**Série de tâches:**
1. Traduisez en anglais cette phrase de l'entretien sur l'éducation : « C’est l’éducateur qui donne sa vraie valeur à toute méthode éducative. »
2. D'après l'entretien sur l'éducation, pourquoi les personnes sans enfants qui conseillent les parents seraient-elles moins sûres de leur méthode ? Répondez en une à trois phrases.
3. Reprenez l'entretien sur l'éducation à la suite de sa dernière phrase.

**Extrait du document:**
— En rappelant cet ordre de l’Ecriture, nous avons désiré vous interroger sur une question qui intéresse certainement tous les parents. Le fait que vous soyez vous-même père d’une nombreuse famille donne de la valeur à vos observations et à vos conseils.
— Merci d’accréditer par cette remarque les quelques réflexions que je désire partager avec vous. En effet, c’est trop souvent que les conseils d’éducation, pour ne pas dire les théories éducatives, sont données aux parents par des personnes qui n’ont jamais eu d’enfants. Il est facile à des célibataires ou à des couples sans enfants d’expliquer aux pères et mères de famille comment ils doivent s’y prendre pour avoir des enfants bien éduqués. Mais peut-être que ces mêmes personnes bien intentionnées auraient moins d’assurance quant à la valeur de leur méthode, si elles avaient elles-mêmes à en faire l’application. Disons-le d’emblée, en soulignant que nous exagérons un peu : autant d’enfants, autant de méthodes éducatives possibles.
— Votre remarque nous prépare à comprendre que vous attachez beaucoup plus d’importance aux éducateurs eux-mêmes, qu’à leurs méthodes. C’est l’éducateur qui donne sa vraie valeur à toute méthode éducative.
— On ne peut définir plus heureusement ce que je tiens pour une attitude fondamentale en matière d’éducation. Les méthodes ont toutes une certaine valeur et pourraient toutes être tenues pour relativement bonnes. Mais l’essentiel à rappeler en matière d’éducation concerne les parents bien avant les enfants.
— Cela reviendrait-il à dire que là où l’éducation a échoué, les parents auraient donc d’abord à s’en prendre à eux-mêmes, avant de blâmer leurs enfants ?

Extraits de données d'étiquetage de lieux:
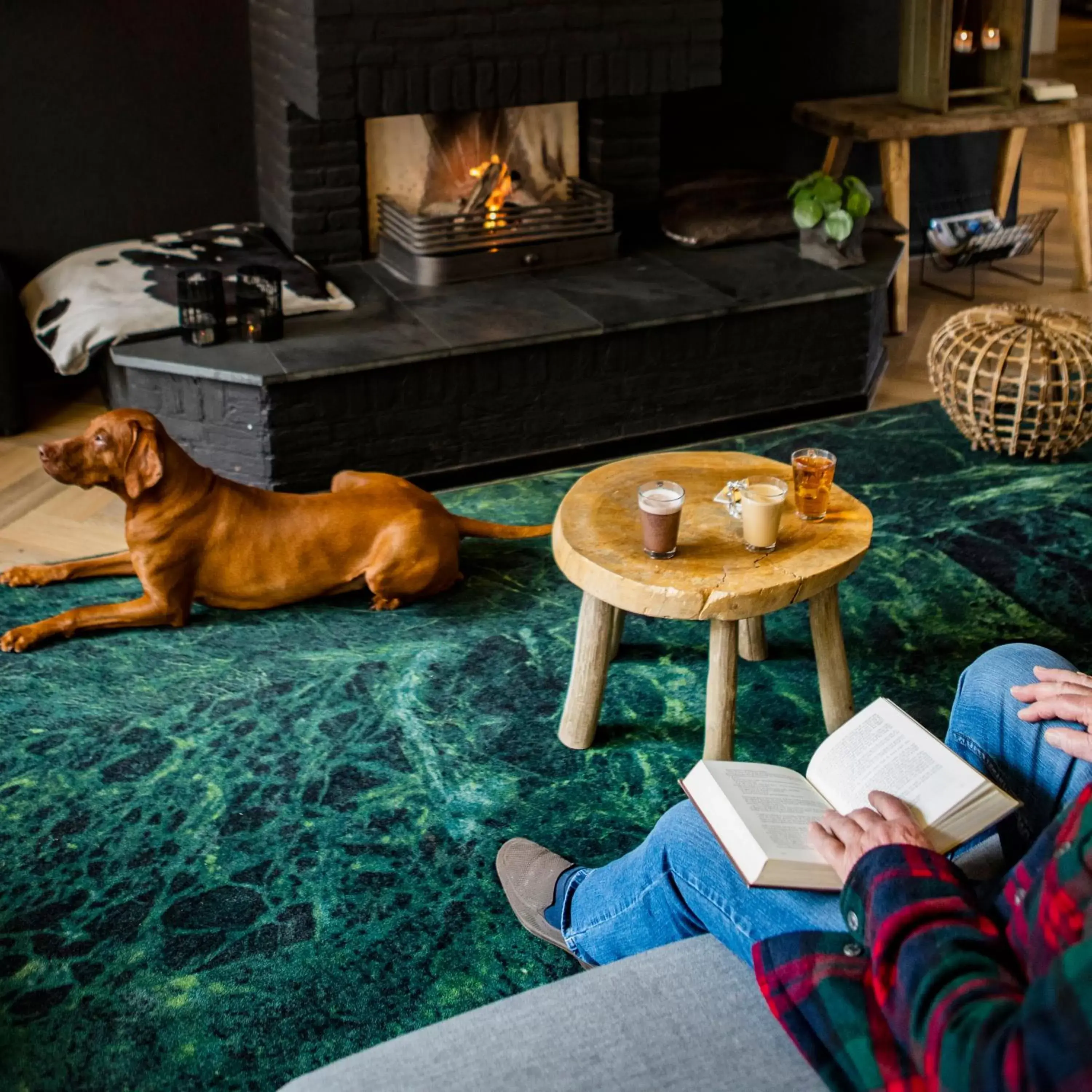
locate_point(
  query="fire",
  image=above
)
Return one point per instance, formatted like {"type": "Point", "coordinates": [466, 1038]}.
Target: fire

**Réponses aux tâches:**
1. It is the educator who gives any educational method its true value.

2. Elles n'ont pas à appliquer elles-mêmes la méthode qu'elles recommandent. Si elles devaient le faire, elles auraient sans doute moins d'assurance quant à sa valeur.

3.
— La logique vous fait aboutir à une conclusion qui pourrait paraître brutale à l’oreille de parents en peine avec leurs enfants. Il serait fort dangereux, sinon injuste, d’appliquer cette conclusion à tous les cas où l’échec est manifeste. Ce serait oublier que les enfants sont aussi des responsables. Aussi bien que leurs parents, ils ont une conscience, une intelligence ; les torts que pourraient avoir leurs parents, les erreurs d’éducation dont ils pourraient être les victimes, ne seront jamais tels que ces enfants — surtout s’ils sont devenus grands et ont atteint l’âge de raison — puissent être tenus pour irresponsables. La vieille formule : “Ce n’est pas de ma faute, mon père buvait” est une allégation facile et hypocrite par surcroît. On pourrait rétorquer à celui qui s’en prévaut pour justifier son inconduite, qu’il est de nombreux enfants de buveurs chez lesquels, précisément, la fâcheuse attitude du père a été décisive dans leur vie d’enfant. Ayant goûté à la souffrance que l’alcoolisme créait au foyer, ils en ont été guéris à toujours et n’en prennent pas prétexte pour s’alcooliser à leur tour.
— Mais tout en reconnaissant que l’accent doit être mis sur l’éducateur plutôt que sur les méthodes, n’y a-t-il pas lieu cependant, de définir ce que peuvent être celles-ci ?
— Pour ma part, je discerne trois méthodes possibles, en précisant d’emblée que deux d’entre elles m’apparaissent très insuffisantes, voire dangereuses. Et ce sont ces deux méthodes que je vais d’abord esquisser.
La plus mauvaise est certainement celle qui prétend donner à l’enfant le maximum de liberté. Sous prétexte que l’enfant est un chef-d’œuvre en devenir, les parents de ce chef-d’œuvre assistent en spectateurs à l’éclosion et au développement de la personnalité incomparable du “phénomène”. Il peut crier, se démener comme un sauvage, faire usage de tous ses instincts rangés sous le nom d’originale fantaisie, personne ne dit rien. Refuse-t-il de venir à table ou de s’y tenir convenablement ou d’y manger ce qu’a préparé sa mère ou la maîtresse de maison, on acquiesce ; pour rien au monde, on ne voudrait entraver le développement du petit chéri ! Le petit chéri décide de toutes choses le concernant ; ses heures de sommeil et — devenu grand — ses heures de sortie et de rentrée ; ses compagnes et ses compagnons de jeu ; ses lectures ; les sports qu’il veut pratiquer ; l’utilisation qu’il fera de ses loisirs, de ses week-ends ; tout est laissé à son goût et à ses décisions personnelles.
Je dis cette méthode absurde, car elle ignore trois faces de la réalité et trois faces combien importantes !
La méthode éducative ici dénoncée souligne l’inconscience des parents et des éducateurs qui, semblables à Jonas, fuient devant leur tâche. Rien d’étonnant si, plus tard, le bateau familial connaît des tempêtes.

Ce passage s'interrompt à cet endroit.